- [SET OF TASKS]:
1. According to the course excerpt, how many patients does the Joint Commission say are killed or injured by diagnostic errors each year?
2. Translate this sentence from the course excerpt into Spanish: "According to the World Health Organization (WHO, 2023), diagnostic errors occur in 5 to 20% of physician-patient encounters."
3. Turn the paragraph of the course excerpt that begins "The National Academy of Medicine defines" into a bulleted list that keeps its main facts.

- [SUPPLIED TEXT]:
■ ■ ■ ■

Course excerpt from Preventing Medical Errors in Behavioral Health
According to the World Health Organization (WHO, 2023), diagnostic errors occur in 5 to 20% of physician-patient encounters.
The National Academy of Medicine defines a diagnostic error as “the failure to establish an accurate and timely explanation of a patient’s health problems or to communicate that explanation to the patient,” therefore, delayed or missed diagnoses are considered errors as well. According to the Joint Commission, diagnostic errors result in the death or injury of 40,000 to 80,000 patients annually. Diagnostic errors are most common in primary care solo practices due to workload, time constraints, and the inability to confer easily with colleagues. Malignancies, surgical complications, and neurological, cardiac, and urological issues are the 5 conditions most frequently misdiagnosed. According to studies, these conditions are frequently misdiagnosed secondary to knowledge gaps, resulting in deficient bedside assessment and clinical reasoning. Identifying these commonly misdiagnosed conditions is beneficial, as diagnostic errors are primarily cognitive rather than organization-based errors; therefore, clinicians can be forewarned of the potential challenges when caring for these patients. In addition to a clinical knowledge deficiency, common contributing factors to diagnostic error include a clinician’s fatigue, distraction, failure to consider differential diagnoses, neglect of diagnostic testing follow-up, and inadequate patient follow-up care. (Singh et al., 2024, para. 36)
Clearly, the failure to arrive at an accurate diagnosis – or diagnoses, in many cases – can be a leading cause of error in behavioral health care. According to the preface of the Diagnostic and Statistical Manual of Mental Disorders, Fifth Edition Text Revision (DSM-5 TR), (American Psychiatric Association, 2022), the DSM has been revised regularly over the past 60 years in order to “facilitate more reliable diagnoses” of mental disorders, and yet “a complete description of the underlying pathological processes is not possible for most mental disorders” (p. xxiii).

■ ■ ■ ■

- [DATASET RECORDS]:
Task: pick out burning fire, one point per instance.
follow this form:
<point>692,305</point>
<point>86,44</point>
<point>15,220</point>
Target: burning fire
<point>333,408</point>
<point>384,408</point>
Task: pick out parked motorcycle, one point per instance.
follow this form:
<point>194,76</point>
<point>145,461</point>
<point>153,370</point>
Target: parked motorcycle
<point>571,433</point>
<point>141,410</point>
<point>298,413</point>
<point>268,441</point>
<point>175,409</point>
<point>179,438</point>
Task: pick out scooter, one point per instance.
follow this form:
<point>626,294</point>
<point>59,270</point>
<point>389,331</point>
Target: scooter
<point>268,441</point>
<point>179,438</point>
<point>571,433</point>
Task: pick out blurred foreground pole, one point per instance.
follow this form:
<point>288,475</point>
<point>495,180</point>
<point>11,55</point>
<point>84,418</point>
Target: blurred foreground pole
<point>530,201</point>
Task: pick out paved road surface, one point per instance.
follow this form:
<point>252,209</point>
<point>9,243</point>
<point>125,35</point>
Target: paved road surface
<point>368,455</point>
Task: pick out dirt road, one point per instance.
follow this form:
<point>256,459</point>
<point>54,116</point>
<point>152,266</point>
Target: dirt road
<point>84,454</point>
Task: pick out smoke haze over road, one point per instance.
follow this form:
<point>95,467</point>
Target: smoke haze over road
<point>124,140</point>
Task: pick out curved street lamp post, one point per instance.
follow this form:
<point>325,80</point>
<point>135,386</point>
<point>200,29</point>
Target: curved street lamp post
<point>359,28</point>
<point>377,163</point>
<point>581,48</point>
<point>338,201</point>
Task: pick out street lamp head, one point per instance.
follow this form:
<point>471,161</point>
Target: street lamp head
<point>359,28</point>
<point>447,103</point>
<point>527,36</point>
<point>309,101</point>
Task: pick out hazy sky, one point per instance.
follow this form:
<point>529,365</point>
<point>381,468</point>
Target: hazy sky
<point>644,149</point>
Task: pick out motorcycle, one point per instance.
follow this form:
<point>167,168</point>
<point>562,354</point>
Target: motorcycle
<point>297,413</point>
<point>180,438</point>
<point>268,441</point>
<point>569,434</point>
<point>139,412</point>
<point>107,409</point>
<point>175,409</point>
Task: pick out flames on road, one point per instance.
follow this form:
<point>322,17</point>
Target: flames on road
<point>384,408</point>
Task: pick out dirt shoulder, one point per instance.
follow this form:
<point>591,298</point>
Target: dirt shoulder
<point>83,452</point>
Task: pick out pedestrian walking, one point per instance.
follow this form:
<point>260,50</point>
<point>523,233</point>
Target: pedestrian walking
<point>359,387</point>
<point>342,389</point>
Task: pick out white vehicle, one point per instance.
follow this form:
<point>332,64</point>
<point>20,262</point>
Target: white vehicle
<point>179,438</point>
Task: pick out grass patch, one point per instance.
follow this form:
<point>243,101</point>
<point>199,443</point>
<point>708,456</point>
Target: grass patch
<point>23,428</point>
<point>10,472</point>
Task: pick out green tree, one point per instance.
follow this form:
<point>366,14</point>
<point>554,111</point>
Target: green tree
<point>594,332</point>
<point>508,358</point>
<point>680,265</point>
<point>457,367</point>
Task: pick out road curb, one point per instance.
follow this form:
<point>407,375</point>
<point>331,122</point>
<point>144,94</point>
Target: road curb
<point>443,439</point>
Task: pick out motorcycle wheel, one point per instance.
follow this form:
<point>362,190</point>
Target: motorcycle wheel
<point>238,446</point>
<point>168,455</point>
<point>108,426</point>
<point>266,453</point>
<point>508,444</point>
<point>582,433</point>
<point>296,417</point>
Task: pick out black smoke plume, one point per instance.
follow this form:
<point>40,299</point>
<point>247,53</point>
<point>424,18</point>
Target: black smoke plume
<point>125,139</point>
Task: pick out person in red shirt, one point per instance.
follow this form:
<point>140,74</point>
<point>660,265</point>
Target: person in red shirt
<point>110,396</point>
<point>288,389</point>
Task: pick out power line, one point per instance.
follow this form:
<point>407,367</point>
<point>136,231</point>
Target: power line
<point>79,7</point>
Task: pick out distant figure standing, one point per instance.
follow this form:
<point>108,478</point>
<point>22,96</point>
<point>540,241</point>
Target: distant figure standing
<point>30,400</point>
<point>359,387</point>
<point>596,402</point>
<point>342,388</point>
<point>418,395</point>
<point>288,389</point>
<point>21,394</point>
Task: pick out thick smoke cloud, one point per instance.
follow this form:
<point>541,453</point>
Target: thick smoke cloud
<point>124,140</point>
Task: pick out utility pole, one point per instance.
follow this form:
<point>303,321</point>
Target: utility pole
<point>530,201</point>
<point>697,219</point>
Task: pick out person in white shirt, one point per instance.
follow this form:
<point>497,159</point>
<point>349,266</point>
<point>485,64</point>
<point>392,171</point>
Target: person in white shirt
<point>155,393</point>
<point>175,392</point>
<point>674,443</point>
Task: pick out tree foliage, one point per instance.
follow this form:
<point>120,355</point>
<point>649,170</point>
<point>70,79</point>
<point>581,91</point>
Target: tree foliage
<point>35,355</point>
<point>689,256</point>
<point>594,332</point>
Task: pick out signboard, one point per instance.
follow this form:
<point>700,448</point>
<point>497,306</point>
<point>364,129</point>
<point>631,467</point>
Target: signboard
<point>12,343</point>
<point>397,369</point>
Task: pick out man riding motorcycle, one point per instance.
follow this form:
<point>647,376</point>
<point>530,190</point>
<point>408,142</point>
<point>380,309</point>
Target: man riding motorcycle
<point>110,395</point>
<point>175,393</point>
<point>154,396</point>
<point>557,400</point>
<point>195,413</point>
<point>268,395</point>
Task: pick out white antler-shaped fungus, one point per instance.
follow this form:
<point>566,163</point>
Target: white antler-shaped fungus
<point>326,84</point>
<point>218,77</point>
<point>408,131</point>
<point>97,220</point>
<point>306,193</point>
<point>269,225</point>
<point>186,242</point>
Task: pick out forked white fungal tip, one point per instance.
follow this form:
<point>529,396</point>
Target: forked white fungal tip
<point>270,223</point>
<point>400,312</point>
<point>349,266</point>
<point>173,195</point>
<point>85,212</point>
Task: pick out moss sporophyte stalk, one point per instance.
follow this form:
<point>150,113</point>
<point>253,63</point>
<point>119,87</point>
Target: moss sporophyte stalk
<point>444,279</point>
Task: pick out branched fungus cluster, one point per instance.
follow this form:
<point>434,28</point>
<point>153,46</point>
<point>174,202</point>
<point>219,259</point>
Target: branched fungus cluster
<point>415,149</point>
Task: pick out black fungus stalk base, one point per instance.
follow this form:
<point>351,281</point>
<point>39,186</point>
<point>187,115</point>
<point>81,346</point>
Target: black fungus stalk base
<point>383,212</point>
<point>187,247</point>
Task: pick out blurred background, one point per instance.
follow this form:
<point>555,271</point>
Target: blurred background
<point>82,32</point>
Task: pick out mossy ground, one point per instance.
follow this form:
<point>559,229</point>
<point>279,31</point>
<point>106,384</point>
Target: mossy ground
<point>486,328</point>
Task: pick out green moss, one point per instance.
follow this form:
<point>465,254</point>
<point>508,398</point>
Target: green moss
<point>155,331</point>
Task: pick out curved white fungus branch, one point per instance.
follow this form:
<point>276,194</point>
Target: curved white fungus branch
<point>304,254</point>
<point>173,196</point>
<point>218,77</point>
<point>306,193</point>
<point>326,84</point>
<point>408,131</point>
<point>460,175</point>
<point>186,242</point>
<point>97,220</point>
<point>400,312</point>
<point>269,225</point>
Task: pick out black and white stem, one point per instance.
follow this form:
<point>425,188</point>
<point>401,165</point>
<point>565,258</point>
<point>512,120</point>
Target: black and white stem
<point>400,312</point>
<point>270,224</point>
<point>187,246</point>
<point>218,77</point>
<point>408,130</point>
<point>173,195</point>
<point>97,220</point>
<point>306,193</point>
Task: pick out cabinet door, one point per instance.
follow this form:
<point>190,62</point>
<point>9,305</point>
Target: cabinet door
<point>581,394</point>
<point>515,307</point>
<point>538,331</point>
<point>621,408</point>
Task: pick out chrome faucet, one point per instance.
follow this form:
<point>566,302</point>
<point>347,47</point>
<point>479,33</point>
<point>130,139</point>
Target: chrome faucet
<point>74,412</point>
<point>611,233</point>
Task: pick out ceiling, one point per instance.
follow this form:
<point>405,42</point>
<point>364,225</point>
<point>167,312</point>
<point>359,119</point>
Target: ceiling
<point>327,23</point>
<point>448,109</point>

■ ■ ■ ■

- [OUTPUTS FOR THE TASKS]:
1. 40,000 to 80,000 patients annually.

2. Según la Organización Mundial de la Salud (OMS, 2023), los errores diagnósticos ocurren en entre el 5 y el 20 % de los encuentros entre médico y paciente.

3.
- Definition (National Academy of Medicine): a diagnostic error is the failure to establish an accurate and timely explanation of a patient's health problems or to communicate that explanation to the patient. Delayed or missed diagnoses also count as errors.
- Scale (Joint Commission): diagnostic errors cause the death or injury of 40,000 to 80,000 patients annually.
- Setting: diagnostic errors are most common in primary care solo practices because of workload, time constraints, and the inability to confer easily with colleagues.
- Most frequently misdiagnosed conditions: malignancies, surgical complications, and neurological, cardiac, and urological issues. Studies link these misdiagnoses to knowledge gaps, which lead to deficient bedside assessment and clinical reasoning.
- Value of identifying these conditions: diagnostic errors are primarily cognitive rather than organization-based, so clinicians can be forewarned of potential challenges.
- Other contributing factors: clinician fatigue, distraction, failure to consider differential diagnoses, neglect of diagnostic testing follow-up, and inadequate patient follow-up care.
- Source: Singh et al., 2024.